* WHAT TO WORK ON *
Your job with the data below: print everything from the line that holds "point: yellow chevron" down to the line that holds "point: side mirror", ends included, exactly, and nothing else.

* PROVIDED MATERIAL *
━━━

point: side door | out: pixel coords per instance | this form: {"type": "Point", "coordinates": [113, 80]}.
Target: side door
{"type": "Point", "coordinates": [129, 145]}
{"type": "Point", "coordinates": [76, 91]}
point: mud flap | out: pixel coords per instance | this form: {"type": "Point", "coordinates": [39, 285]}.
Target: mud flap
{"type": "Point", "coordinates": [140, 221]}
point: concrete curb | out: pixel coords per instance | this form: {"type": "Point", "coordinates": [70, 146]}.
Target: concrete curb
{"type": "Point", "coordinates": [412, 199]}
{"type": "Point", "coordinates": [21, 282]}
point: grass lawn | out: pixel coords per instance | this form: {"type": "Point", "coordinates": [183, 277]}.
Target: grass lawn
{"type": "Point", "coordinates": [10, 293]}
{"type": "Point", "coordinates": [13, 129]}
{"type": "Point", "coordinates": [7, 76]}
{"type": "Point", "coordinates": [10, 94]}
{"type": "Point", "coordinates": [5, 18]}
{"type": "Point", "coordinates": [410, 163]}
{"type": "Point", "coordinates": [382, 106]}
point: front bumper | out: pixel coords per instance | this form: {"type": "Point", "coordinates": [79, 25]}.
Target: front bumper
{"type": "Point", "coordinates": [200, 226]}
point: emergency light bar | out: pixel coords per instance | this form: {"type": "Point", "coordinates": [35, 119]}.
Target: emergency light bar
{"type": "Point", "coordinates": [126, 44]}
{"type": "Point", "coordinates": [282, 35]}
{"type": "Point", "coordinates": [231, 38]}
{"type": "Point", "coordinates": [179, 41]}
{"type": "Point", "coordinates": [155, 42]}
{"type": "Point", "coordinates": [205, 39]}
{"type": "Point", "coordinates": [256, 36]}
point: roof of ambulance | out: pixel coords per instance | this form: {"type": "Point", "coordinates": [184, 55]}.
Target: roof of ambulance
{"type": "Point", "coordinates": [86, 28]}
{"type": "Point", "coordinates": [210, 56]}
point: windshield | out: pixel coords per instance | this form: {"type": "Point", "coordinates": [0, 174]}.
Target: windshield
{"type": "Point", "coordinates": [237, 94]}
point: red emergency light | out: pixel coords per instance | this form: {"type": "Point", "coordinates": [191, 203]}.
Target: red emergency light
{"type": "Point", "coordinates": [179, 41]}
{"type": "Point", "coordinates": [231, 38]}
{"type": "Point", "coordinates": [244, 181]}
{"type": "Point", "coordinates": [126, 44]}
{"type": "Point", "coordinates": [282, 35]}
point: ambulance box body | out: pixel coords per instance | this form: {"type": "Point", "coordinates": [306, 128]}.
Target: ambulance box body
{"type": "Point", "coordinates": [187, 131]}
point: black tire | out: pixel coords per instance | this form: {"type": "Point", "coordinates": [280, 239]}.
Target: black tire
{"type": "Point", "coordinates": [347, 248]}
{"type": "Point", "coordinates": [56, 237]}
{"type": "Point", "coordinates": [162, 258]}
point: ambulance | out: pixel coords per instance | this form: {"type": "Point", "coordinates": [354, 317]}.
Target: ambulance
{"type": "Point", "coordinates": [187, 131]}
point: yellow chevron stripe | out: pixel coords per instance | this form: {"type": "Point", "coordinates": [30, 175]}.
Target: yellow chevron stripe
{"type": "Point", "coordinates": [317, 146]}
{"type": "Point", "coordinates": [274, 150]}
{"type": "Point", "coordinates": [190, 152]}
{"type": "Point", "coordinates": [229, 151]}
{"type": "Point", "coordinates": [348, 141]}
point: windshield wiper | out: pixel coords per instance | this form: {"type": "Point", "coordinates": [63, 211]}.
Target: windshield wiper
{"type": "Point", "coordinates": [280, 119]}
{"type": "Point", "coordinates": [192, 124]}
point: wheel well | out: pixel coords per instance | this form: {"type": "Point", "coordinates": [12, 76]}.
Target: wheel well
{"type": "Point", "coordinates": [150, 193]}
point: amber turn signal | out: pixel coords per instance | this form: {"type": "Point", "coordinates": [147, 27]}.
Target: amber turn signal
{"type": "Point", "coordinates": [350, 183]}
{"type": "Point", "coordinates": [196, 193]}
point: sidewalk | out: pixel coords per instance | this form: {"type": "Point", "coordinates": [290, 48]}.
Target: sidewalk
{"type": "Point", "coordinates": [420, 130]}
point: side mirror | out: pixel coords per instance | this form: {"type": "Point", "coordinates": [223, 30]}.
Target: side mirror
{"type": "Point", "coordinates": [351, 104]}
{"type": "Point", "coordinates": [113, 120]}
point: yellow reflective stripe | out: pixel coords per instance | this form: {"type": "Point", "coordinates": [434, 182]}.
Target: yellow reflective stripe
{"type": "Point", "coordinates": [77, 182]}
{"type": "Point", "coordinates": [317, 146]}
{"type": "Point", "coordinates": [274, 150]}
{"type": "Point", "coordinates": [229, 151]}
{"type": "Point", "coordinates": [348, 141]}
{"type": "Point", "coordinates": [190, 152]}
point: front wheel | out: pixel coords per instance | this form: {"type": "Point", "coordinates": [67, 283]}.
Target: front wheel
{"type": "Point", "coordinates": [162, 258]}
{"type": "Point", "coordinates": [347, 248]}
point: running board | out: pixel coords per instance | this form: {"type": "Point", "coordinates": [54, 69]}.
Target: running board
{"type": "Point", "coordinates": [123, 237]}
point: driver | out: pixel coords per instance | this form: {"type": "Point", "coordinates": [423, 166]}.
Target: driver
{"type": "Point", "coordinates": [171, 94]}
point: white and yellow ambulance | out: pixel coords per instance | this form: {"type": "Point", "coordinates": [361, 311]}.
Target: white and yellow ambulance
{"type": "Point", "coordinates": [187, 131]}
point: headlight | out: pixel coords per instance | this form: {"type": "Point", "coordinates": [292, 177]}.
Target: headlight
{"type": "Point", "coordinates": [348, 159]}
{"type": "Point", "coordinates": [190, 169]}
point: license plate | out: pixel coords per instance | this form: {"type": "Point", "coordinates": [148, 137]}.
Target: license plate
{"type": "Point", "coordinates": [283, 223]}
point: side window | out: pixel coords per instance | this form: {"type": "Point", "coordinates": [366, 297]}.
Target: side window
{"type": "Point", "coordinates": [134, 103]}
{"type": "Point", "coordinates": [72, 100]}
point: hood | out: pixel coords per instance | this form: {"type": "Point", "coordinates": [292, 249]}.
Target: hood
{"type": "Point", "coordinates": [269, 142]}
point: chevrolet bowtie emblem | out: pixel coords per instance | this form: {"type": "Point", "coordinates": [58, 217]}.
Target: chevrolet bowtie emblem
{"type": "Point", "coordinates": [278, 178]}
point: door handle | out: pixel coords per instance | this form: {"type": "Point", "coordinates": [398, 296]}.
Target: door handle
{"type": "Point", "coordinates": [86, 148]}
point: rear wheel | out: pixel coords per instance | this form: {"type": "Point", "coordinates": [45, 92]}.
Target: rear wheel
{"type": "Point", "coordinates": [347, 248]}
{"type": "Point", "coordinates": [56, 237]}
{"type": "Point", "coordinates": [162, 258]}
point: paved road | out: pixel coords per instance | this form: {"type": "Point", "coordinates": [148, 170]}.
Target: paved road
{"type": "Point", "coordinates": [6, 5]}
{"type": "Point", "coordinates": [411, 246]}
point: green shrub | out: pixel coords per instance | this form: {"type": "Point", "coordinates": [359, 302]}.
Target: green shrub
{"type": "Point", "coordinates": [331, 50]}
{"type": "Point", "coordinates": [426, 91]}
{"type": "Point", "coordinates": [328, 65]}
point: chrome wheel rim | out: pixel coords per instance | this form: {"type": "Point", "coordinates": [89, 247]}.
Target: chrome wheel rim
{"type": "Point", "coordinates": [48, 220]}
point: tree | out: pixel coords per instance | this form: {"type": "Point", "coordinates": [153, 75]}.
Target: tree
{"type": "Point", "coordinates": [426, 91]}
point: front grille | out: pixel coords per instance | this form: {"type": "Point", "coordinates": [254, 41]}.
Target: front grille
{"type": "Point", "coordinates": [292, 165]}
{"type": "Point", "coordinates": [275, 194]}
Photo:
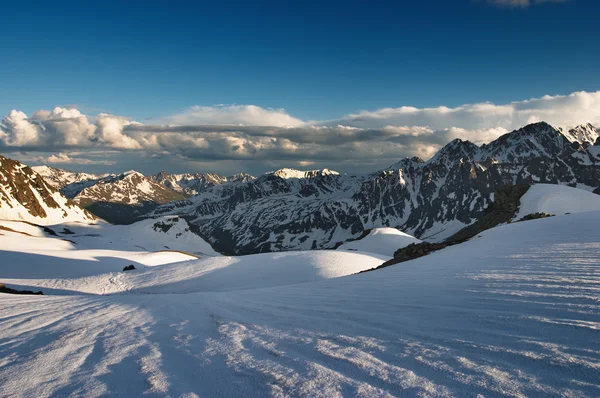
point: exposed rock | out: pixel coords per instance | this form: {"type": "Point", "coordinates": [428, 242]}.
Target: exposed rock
{"type": "Point", "coordinates": [4, 289]}
{"type": "Point", "coordinates": [534, 216]}
{"type": "Point", "coordinates": [298, 210]}
{"type": "Point", "coordinates": [24, 195]}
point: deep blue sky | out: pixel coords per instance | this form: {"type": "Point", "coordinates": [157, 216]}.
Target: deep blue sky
{"type": "Point", "coordinates": [318, 60]}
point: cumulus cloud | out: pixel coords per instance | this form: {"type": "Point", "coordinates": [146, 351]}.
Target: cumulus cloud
{"type": "Point", "coordinates": [233, 114]}
{"type": "Point", "coordinates": [559, 110]}
{"type": "Point", "coordinates": [522, 3]}
{"type": "Point", "coordinates": [61, 158]}
{"type": "Point", "coordinates": [253, 134]}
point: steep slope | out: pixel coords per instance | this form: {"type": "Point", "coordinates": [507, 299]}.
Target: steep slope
{"type": "Point", "coordinates": [557, 200]}
{"type": "Point", "coordinates": [24, 195]}
{"type": "Point", "coordinates": [69, 183]}
{"type": "Point", "coordinates": [511, 313]}
{"type": "Point", "coordinates": [192, 184]}
{"type": "Point", "coordinates": [124, 198]}
{"type": "Point", "coordinates": [298, 210]}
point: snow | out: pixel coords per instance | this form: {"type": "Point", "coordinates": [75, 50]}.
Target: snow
{"type": "Point", "coordinates": [513, 312]}
{"type": "Point", "coordinates": [384, 241]}
{"type": "Point", "coordinates": [557, 200]}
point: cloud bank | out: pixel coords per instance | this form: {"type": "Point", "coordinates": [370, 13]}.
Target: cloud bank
{"type": "Point", "coordinates": [267, 138]}
{"type": "Point", "coordinates": [522, 3]}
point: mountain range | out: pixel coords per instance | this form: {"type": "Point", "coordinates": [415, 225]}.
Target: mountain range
{"type": "Point", "coordinates": [296, 210]}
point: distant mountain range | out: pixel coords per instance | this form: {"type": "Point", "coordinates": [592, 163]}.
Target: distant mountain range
{"type": "Point", "coordinates": [291, 209]}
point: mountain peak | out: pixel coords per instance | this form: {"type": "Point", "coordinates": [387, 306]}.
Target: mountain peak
{"type": "Point", "coordinates": [286, 173]}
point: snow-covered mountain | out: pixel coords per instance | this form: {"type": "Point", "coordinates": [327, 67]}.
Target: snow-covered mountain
{"type": "Point", "coordinates": [125, 197]}
{"type": "Point", "coordinates": [69, 183]}
{"type": "Point", "coordinates": [510, 313]}
{"type": "Point", "coordinates": [290, 209]}
{"type": "Point", "coordinates": [192, 184]}
{"type": "Point", "coordinates": [25, 195]}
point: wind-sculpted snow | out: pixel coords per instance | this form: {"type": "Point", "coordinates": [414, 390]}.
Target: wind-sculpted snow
{"type": "Point", "coordinates": [512, 312]}
{"type": "Point", "coordinates": [297, 210]}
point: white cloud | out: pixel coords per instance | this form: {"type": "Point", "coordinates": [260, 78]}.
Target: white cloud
{"type": "Point", "coordinates": [249, 115]}
{"type": "Point", "coordinates": [253, 134]}
{"type": "Point", "coordinates": [559, 110]}
{"type": "Point", "coordinates": [18, 131]}
{"type": "Point", "coordinates": [61, 158]}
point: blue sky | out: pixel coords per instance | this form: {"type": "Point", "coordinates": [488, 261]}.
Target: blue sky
{"type": "Point", "coordinates": [150, 60]}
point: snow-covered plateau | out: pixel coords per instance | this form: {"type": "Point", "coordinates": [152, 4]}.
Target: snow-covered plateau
{"type": "Point", "coordinates": [515, 311]}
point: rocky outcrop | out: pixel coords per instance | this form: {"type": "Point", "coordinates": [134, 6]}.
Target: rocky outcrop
{"type": "Point", "coordinates": [25, 196]}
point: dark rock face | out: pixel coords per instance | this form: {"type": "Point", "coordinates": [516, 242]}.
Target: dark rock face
{"type": "Point", "coordinates": [124, 198]}
{"type": "Point", "coordinates": [502, 210]}
{"type": "Point", "coordinates": [431, 200]}
{"type": "Point", "coordinates": [21, 186]}
{"type": "Point", "coordinates": [4, 289]}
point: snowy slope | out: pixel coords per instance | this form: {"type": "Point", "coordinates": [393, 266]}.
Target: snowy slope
{"type": "Point", "coordinates": [69, 183]}
{"type": "Point", "coordinates": [163, 233]}
{"type": "Point", "coordinates": [24, 195]}
{"type": "Point", "coordinates": [384, 241]}
{"type": "Point", "coordinates": [511, 313]}
{"type": "Point", "coordinates": [298, 210]}
{"type": "Point", "coordinates": [557, 200]}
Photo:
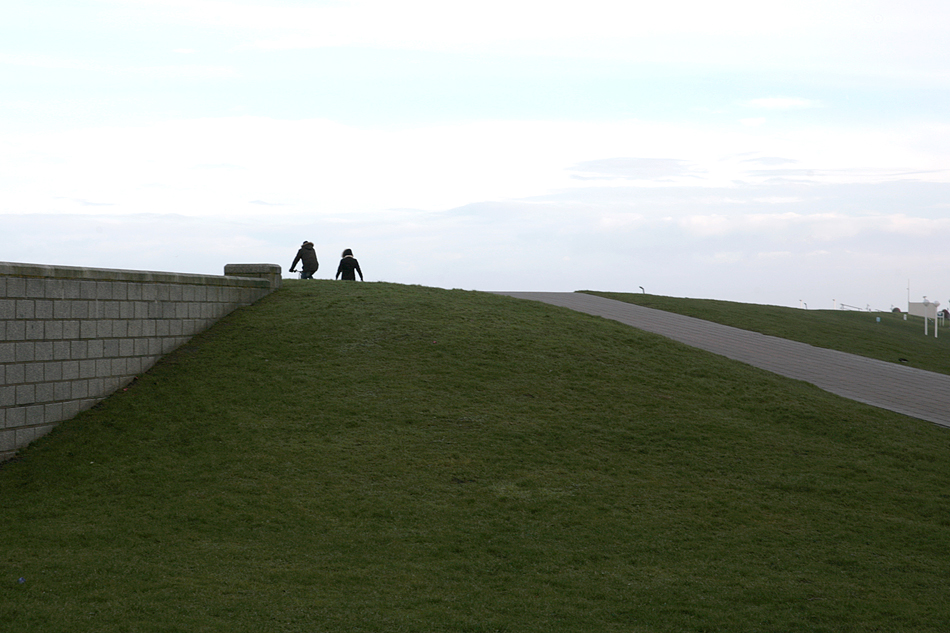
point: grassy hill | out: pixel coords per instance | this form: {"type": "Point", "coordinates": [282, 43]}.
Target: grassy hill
{"type": "Point", "coordinates": [375, 457]}
{"type": "Point", "coordinates": [890, 339]}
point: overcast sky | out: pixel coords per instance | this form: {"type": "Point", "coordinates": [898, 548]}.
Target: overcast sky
{"type": "Point", "coordinates": [788, 153]}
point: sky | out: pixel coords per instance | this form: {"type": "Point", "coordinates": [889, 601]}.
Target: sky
{"type": "Point", "coordinates": [787, 153]}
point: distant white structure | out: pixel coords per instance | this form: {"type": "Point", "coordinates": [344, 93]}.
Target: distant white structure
{"type": "Point", "coordinates": [926, 309]}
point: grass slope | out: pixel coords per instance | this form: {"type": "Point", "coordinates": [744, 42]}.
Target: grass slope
{"type": "Point", "coordinates": [374, 457]}
{"type": "Point", "coordinates": [890, 339]}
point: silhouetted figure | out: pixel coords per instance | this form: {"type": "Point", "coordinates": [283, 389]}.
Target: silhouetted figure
{"type": "Point", "coordinates": [349, 267]}
{"type": "Point", "coordinates": [307, 256]}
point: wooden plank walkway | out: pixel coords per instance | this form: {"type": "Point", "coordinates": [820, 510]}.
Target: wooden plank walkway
{"type": "Point", "coordinates": [920, 394]}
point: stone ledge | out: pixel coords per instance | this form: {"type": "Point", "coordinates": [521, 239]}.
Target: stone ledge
{"type": "Point", "coordinates": [13, 269]}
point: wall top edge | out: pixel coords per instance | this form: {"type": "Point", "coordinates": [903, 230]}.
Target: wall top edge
{"type": "Point", "coordinates": [14, 269]}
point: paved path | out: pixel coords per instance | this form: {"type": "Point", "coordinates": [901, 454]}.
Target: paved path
{"type": "Point", "coordinates": [914, 392]}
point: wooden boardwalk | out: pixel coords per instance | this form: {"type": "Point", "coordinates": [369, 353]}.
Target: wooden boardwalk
{"type": "Point", "coordinates": [914, 392]}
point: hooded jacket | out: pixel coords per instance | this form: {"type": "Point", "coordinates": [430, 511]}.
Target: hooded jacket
{"type": "Point", "coordinates": [307, 256]}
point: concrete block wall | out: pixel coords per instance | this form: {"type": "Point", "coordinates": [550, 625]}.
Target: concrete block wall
{"type": "Point", "coordinates": [69, 336]}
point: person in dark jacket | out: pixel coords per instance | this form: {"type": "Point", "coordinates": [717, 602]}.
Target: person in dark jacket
{"type": "Point", "coordinates": [307, 256]}
{"type": "Point", "coordinates": [347, 267]}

━━━

* WRITTEN RESPONSE *
point: yellow chevron stripe | out: pixel coords per instance | this form: {"type": "Point", "coordinates": [30, 175]}.
Target: yellow chevron stripe
{"type": "Point", "coordinates": [317, 146]}
{"type": "Point", "coordinates": [274, 150]}
{"type": "Point", "coordinates": [190, 152]}
{"type": "Point", "coordinates": [229, 151]}
{"type": "Point", "coordinates": [348, 141]}
point: windshield wiper | out: pixel coords per instance | this form: {"type": "Point", "coordinates": [63, 211]}.
Target: windshield wiper
{"type": "Point", "coordinates": [280, 119]}
{"type": "Point", "coordinates": [192, 124]}
point: wheel well | out: pixel coords per instance | this form: {"type": "Point", "coordinates": [12, 76]}.
Target: wheel well
{"type": "Point", "coordinates": [150, 193]}
point: amber turn signal | out: pixel coords per instance | this form: {"type": "Point", "coordinates": [147, 27]}.
Target: amber turn signal
{"type": "Point", "coordinates": [350, 183]}
{"type": "Point", "coordinates": [196, 193]}
point: sidewalk | out: pixel coords per instance | this form: {"type": "Point", "coordinates": [290, 48]}.
Target: sidewalk
{"type": "Point", "coordinates": [420, 130]}
point: side mirror | out: pixel coords per instance | this form: {"type": "Point", "coordinates": [223, 30]}.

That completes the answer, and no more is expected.